(Collected data)
———
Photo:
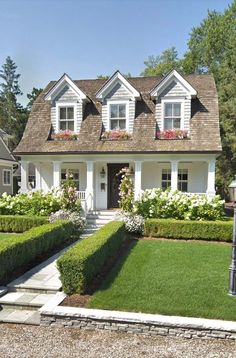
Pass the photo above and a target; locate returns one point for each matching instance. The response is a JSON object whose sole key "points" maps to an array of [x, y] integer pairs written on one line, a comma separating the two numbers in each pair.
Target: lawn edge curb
{"points": [[52, 314]]}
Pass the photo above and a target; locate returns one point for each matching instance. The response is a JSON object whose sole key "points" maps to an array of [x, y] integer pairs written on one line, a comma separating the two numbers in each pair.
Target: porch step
{"points": [[24, 300]]}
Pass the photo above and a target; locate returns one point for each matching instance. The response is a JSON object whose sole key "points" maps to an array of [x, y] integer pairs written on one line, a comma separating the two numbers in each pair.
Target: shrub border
{"points": [[20, 223]]}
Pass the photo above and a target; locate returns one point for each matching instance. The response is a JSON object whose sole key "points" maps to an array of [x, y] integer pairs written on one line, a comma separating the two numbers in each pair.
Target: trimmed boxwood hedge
{"points": [[12, 223], [19, 251], [186, 229], [82, 263]]}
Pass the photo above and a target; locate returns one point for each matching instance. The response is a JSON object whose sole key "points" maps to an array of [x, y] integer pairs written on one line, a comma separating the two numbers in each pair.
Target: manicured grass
{"points": [[170, 278]]}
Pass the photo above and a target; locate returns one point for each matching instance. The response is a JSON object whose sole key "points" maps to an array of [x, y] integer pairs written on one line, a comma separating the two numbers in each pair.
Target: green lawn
{"points": [[171, 278]]}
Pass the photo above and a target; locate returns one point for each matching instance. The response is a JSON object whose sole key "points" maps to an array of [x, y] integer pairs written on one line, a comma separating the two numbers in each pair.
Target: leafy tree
{"points": [[13, 116], [161, 65], [212, 50], [32, 96]]}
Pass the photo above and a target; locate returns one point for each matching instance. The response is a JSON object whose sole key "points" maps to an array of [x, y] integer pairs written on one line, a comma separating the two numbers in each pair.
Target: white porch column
{"points": [[56, 173], [174, 175], [38, 184], [137, 179], [24, 172], [211, 178], [89, 188]]}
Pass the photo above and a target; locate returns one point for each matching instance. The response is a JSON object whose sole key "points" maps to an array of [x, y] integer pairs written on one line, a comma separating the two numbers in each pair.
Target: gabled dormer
{"points": [[67, 102], [173, 96], [118, 99]]}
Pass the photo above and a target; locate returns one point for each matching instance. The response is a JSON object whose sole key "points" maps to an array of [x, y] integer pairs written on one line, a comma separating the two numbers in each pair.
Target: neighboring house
{"points": [[7, 161], [124, 122]]}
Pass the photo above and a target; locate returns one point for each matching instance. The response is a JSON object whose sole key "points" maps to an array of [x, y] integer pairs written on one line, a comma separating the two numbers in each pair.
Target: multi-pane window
{"points": [[117, 116], [6, 177], [172, 115], [183, 180], [73, 173], [66, 118], [165, 178]]}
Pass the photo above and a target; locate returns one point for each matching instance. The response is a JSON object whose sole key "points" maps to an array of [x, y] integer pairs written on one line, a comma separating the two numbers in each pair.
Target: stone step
{"points": [[101, 217], [98, 221], [24, 300], [37, 289], [103, 213], [3, 290], [20, 316]]}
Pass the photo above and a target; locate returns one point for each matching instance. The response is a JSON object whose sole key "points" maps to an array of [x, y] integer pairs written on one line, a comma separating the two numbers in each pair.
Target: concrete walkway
{"points": [[22, 298]]}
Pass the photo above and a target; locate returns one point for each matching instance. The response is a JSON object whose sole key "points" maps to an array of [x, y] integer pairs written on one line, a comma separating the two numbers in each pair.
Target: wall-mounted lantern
{"points": [[102, 173]]}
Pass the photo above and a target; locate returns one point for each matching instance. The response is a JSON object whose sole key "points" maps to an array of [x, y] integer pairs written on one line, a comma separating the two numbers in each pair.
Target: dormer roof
{"points": [[117, 77], [60, 84], [170, 77]]}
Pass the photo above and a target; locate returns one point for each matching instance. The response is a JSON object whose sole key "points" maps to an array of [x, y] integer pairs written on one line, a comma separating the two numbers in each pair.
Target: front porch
{"points": [[97, 182]]}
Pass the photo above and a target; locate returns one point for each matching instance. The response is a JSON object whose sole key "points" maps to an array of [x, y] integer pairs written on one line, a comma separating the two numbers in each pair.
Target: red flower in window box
{"points": [[115, 135], [172, 134], [65, 135]]}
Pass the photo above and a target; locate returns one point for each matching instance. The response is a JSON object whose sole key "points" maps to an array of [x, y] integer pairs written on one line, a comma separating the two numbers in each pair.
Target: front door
{"points": [[113, 184]]}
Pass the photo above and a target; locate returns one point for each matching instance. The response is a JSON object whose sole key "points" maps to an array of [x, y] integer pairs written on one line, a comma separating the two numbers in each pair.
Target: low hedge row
{"points": [[12, 223], [82, 263], [183, 229], [17, 252]]}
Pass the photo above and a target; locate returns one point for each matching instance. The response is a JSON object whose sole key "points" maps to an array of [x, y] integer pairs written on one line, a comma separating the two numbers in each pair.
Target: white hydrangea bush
{"points": [[156, 203], [134, 223], [76, 218]]}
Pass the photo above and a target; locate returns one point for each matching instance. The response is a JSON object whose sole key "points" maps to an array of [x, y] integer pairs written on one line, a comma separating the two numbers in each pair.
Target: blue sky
{"points": [[86, 38]]}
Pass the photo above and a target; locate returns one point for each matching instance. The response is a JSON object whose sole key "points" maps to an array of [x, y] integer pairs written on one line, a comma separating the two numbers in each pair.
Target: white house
{"points": [[7, 162], [165, 129]]}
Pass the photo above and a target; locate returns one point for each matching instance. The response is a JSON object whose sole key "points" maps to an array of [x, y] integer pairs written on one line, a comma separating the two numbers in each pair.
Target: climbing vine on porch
{"points": [[126, 190]]}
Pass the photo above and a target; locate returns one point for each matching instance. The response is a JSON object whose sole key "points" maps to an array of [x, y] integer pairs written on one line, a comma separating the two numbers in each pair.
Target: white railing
{"points": [[81, 195]]}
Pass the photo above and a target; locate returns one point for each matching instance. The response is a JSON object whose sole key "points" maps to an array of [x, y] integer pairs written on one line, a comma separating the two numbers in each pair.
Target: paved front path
{"points": [[40, 342]]}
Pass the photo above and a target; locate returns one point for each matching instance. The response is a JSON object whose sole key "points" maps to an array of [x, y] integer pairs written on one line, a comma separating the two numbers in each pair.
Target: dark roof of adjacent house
{"points": [[204, 125], [5, 153]]}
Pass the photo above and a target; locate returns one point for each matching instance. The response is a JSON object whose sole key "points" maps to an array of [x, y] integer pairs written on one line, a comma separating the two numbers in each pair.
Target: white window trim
{"points": [[61, 105], [172, 100], [126, 102], [4, 171]]}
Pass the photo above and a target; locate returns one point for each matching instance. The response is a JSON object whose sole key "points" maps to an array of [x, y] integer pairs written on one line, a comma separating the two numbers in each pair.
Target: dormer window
{"points": [[118, 116], [66, 117], [172, 115]]}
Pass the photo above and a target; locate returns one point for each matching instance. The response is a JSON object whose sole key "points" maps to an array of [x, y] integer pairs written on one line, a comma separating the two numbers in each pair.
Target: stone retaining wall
{"points": [[136, 323]]}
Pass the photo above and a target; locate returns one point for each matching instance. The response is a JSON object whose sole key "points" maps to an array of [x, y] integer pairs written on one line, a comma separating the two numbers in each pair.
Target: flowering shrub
{"points": [[126, 190], [77, 220], [65, 135], [134, 224], [172, 134], [39, 203], [156, 203], [115, 135]]}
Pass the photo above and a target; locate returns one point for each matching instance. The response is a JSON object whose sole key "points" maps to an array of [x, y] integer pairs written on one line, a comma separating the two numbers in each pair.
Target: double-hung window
{"points": [[118, 116], [183, 180], [172, 115], [67, 118], [6, 176], [165, 178], [73, 173]]}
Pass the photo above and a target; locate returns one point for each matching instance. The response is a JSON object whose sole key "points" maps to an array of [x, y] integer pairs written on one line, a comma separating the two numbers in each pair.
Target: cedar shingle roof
{"points": [[204, 125]]}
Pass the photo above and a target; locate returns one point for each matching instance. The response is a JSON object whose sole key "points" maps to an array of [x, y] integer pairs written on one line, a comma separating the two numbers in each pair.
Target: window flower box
{"points": [[172, 134], [65, 135], [115, 135]]}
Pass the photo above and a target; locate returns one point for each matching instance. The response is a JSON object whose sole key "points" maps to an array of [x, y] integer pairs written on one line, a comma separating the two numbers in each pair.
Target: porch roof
{"points": [[204, 128]]}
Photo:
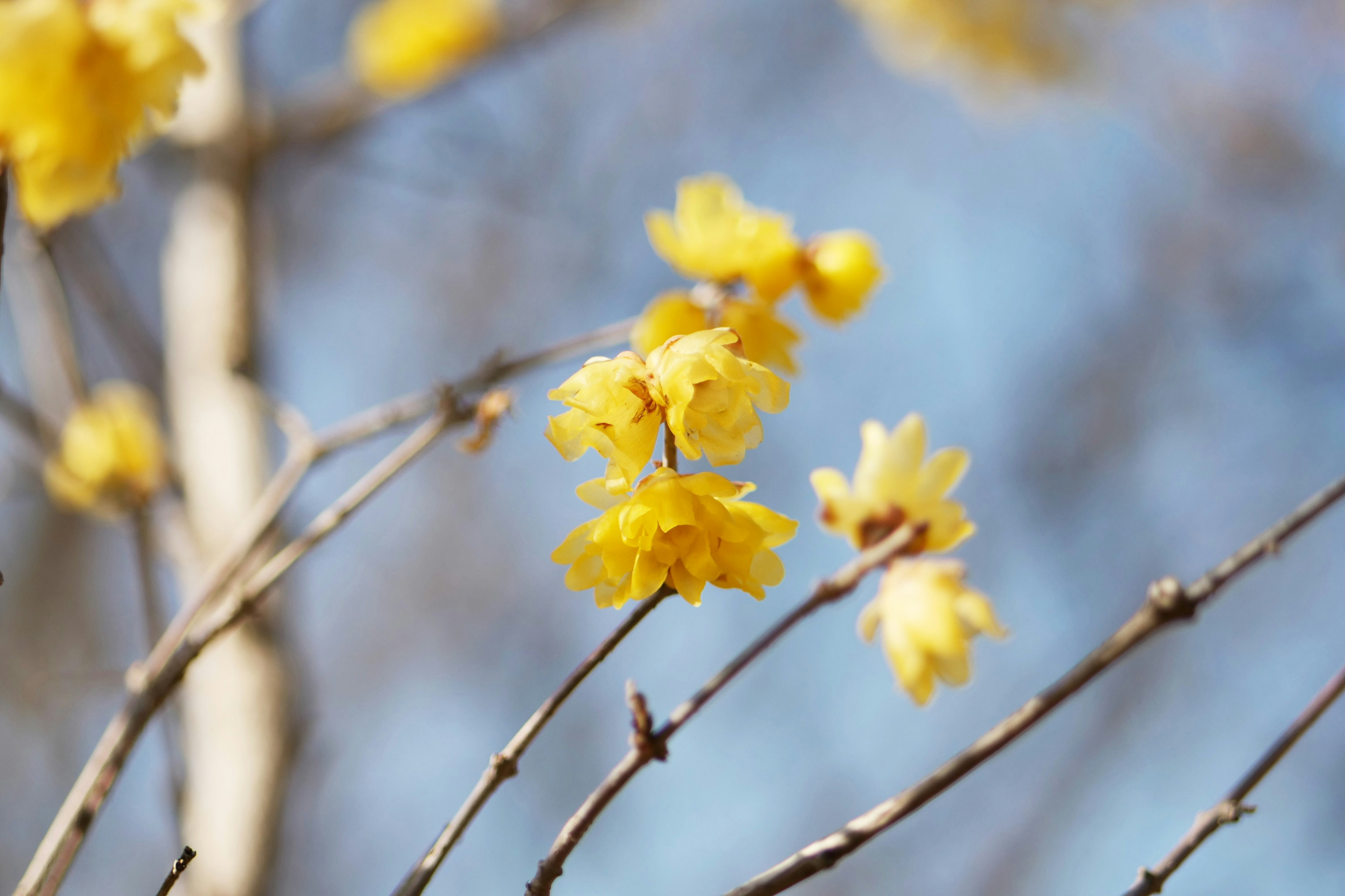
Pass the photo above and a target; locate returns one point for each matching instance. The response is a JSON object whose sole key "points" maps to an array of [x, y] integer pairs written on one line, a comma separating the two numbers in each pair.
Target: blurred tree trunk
{"points": [[235, 701]]}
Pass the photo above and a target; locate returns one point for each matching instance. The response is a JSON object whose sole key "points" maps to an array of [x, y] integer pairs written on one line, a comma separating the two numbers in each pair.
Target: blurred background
{"points": [[1124, 292]]}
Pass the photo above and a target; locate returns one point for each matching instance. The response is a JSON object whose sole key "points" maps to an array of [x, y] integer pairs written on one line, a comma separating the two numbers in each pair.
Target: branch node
{"points": [[1171, 599], [643, 738]]}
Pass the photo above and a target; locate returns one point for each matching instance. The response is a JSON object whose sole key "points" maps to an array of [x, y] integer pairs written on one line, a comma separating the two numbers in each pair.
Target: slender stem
{"points": [[646, 750], [1233, 808], [1167, 602], [178, 868], [505, 763]]}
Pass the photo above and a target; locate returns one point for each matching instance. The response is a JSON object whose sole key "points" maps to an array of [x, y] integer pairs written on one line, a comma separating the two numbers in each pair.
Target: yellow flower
{"points": [[613, 411], [988, 41], [403, 48], [929, 618], [715, 235], [111, 455], [894, 484], [81, 84], [767, 337], [840, 273], [712, 393], [681, 530]]}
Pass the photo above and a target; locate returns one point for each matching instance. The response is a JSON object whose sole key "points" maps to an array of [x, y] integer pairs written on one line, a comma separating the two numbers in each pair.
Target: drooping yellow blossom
{"points": [[682, 530], [614, 411], [403, 48], [715, 235], [700, 384], [81, 84], [111, 455], [711, 395], [929, 618], [989, 42], [768, 338], [840, 273], [894, 484]]}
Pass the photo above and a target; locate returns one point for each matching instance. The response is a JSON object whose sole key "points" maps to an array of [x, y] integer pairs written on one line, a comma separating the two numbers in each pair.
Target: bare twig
{"points": [[178, 868], [149, 689], [1233, 808], [505, 763], [654, 744], [1167, 603]]}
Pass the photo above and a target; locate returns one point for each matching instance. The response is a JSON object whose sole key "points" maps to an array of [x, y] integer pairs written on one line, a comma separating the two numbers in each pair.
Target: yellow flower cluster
{"points": [[701, 385], [677, 530], [988, 42], [401, 48], [929, 617], [716, 237], [682, 530], [81, 84], [111, 458]]}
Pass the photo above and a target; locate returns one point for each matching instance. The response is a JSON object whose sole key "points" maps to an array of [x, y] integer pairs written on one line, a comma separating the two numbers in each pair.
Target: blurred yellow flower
{"points": [[840, 273], [768, 338], [984, 41], [712, 393], [929, 618], [81, 84], [403, 48], [894, 484], [614, 411], [112, 454], [682, 530], [715, 235]]}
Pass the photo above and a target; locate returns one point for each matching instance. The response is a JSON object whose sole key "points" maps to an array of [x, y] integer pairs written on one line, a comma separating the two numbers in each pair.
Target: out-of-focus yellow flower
{"points": [[681, 530], [929, 618], [768, 338], [403, 48], [894, 484], [81, 84], [984, 41], [840, 273], [615, 412], [712, 395], [715, 235], [112, 454]]}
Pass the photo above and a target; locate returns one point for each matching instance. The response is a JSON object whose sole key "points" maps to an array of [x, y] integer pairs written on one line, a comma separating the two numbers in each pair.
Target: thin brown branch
{"points": [[1167, 603], [654, 744], [505, 763], [334, 104], [1233, 808], [157, 681], [178, 868]]}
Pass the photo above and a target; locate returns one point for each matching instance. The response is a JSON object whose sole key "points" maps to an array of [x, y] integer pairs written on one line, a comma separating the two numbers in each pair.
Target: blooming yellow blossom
{"points": [[684, 530], [81, 84], [894, 484], [840, 273], [403, 48], [111, 455], [982, 41], [929, 618], [767, 337], [715, 235], [614, 411], [712, 392]]}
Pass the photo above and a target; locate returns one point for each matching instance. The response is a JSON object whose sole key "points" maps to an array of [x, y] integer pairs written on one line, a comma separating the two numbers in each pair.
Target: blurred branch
{"points": [[647, 746], [178, 868], [334, 104], [151, 682], [81, 256], [1167, 603], [1231, 808], [505, 763]]}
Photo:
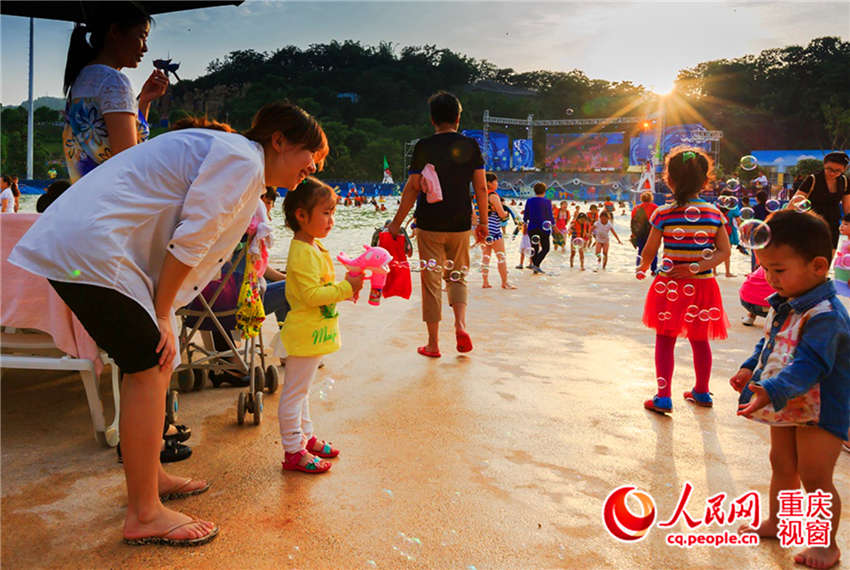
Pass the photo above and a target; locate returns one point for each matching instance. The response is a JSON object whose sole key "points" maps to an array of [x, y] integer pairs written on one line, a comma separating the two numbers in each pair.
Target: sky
{"points": [[646, 43]]}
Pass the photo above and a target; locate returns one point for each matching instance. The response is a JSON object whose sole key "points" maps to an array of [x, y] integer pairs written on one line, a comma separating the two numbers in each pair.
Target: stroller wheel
{"points": [[258, 408], [240, 408], [185, 380], [171, 406], [201, 375], [259, 381], [272, 379]]}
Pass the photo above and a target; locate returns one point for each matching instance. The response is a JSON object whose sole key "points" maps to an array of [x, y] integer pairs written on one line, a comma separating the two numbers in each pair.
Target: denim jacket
{"points": [[806, 341]]}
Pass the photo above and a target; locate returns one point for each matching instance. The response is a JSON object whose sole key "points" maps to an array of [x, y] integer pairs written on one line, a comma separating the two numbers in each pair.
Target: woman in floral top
{"points": [[102, 115]]}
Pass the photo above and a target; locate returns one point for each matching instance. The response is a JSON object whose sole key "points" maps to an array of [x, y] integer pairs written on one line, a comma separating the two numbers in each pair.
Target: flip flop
{"points": [[183, 433], [464, 343], [314, 467], [425, 352], [327, 451], [179, 493], [163, 539]]}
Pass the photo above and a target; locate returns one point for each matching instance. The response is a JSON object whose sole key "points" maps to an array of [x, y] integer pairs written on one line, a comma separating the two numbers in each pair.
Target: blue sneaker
{"points": [[699, 398], [659, 404]]}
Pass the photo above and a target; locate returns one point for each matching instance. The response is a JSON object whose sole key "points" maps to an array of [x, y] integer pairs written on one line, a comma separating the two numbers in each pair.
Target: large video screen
{"points": [[585, 152]]}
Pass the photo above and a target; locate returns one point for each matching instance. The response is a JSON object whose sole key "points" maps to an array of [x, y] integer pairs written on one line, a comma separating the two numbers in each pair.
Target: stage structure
{"points": [[697, 136]]}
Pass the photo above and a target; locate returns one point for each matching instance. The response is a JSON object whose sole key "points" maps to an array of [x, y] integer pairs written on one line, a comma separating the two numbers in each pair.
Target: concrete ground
{"points": [[499, 459]]}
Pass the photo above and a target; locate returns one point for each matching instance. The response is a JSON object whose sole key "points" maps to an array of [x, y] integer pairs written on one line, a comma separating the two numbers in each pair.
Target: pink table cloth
{"points": [[28, 301]]}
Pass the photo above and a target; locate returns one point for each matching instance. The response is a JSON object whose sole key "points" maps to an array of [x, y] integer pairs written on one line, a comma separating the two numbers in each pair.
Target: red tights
{"points": [[664, 346]]}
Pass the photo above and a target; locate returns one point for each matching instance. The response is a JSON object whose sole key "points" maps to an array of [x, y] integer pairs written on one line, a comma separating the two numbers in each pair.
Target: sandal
{"points": [[179, 493], [163, 539], [659, 404], [425, 352], [699, 398], [327, 451], [172, 452], [292, 461], [464, 343], [183, 433]]}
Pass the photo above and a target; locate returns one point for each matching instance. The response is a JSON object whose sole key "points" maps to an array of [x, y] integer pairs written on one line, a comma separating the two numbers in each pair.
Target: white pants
{"points": [[293, 410]]}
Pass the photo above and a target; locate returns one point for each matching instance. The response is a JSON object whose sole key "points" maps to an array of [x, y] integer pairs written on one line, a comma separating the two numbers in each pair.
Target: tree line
{"points": [[791, 97]]}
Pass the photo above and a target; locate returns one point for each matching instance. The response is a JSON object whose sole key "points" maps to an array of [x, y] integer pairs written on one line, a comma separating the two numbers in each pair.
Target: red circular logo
{"points": [[619, 519]]}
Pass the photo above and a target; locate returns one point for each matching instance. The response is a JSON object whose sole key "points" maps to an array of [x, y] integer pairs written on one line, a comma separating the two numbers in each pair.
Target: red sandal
{"points": [[464, 343], [327, 451], [423, 350], [292, 462]]}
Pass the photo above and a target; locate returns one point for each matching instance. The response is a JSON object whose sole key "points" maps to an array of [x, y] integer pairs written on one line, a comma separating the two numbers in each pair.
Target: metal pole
{"points": [[31, 117], [485, 128]]}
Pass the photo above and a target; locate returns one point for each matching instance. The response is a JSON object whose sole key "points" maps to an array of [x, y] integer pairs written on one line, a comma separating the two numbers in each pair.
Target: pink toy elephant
{"points": [[376, 261]]}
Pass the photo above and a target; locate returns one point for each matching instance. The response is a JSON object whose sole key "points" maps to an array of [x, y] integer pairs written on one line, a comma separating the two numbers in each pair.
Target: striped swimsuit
{"points": [[688, 231]]}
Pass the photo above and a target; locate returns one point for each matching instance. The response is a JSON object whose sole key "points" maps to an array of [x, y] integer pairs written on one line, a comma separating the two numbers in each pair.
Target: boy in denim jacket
{"points": [[798, 378]]}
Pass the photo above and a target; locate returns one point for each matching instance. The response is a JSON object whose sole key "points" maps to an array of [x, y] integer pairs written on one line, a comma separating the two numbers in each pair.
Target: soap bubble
{"points": [[801, 204], [754, 234], [749, 162]]}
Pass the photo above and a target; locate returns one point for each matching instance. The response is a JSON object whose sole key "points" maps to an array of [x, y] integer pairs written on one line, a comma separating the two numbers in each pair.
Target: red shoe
{"points": [[464, 343], [327, 452], [423, 350], [292, 461]]}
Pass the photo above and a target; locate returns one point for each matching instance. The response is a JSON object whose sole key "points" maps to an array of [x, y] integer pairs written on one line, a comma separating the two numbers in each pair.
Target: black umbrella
{"points": [[77, 10]]}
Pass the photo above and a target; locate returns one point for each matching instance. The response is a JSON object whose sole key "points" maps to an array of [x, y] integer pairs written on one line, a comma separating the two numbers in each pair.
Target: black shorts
{"points": [[117, 323]]}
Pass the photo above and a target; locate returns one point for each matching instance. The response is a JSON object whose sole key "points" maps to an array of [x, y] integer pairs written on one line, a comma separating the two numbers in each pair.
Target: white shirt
{"points": [[601, 231], [190, 192], [8, 197]]}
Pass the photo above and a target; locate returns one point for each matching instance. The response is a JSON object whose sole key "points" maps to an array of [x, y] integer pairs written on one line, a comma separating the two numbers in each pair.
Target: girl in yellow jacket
{"points": [[311, 329]]}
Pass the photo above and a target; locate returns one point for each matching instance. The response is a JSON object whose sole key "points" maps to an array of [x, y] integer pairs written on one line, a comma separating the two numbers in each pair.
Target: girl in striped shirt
{"points": [[684, 299]]}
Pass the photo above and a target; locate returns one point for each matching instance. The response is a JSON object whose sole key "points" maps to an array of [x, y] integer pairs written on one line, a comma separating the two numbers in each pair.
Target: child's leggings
{"points": [[664, 364], [293, 410]]}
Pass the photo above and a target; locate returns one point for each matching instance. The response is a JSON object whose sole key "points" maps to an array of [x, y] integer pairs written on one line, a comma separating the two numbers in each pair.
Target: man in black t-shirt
{"points": [[442, 228]]}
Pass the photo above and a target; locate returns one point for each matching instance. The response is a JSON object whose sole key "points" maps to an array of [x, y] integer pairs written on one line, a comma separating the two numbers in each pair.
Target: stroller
{"points": [[215, 309]]}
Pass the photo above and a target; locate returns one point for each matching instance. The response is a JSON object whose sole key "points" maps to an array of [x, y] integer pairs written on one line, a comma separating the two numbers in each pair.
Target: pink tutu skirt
{"points": [[692, 308]]}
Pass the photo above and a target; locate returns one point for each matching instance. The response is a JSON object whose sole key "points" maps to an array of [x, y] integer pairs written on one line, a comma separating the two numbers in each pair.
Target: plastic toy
{"points": [[376, 261]]}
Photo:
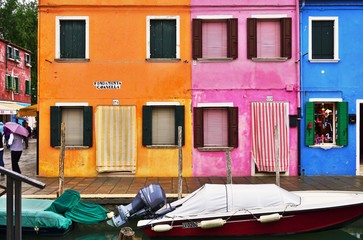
———
TASK STATEMENT:
Find every line in the records above that contains the string "roof" and copy each of those lines. Matching is case-sensitive.

TASK RESPONSE:
Target: dormer roof
Target: dark roof of adjacent house
Target: cedar shingle roof
Target: porch roof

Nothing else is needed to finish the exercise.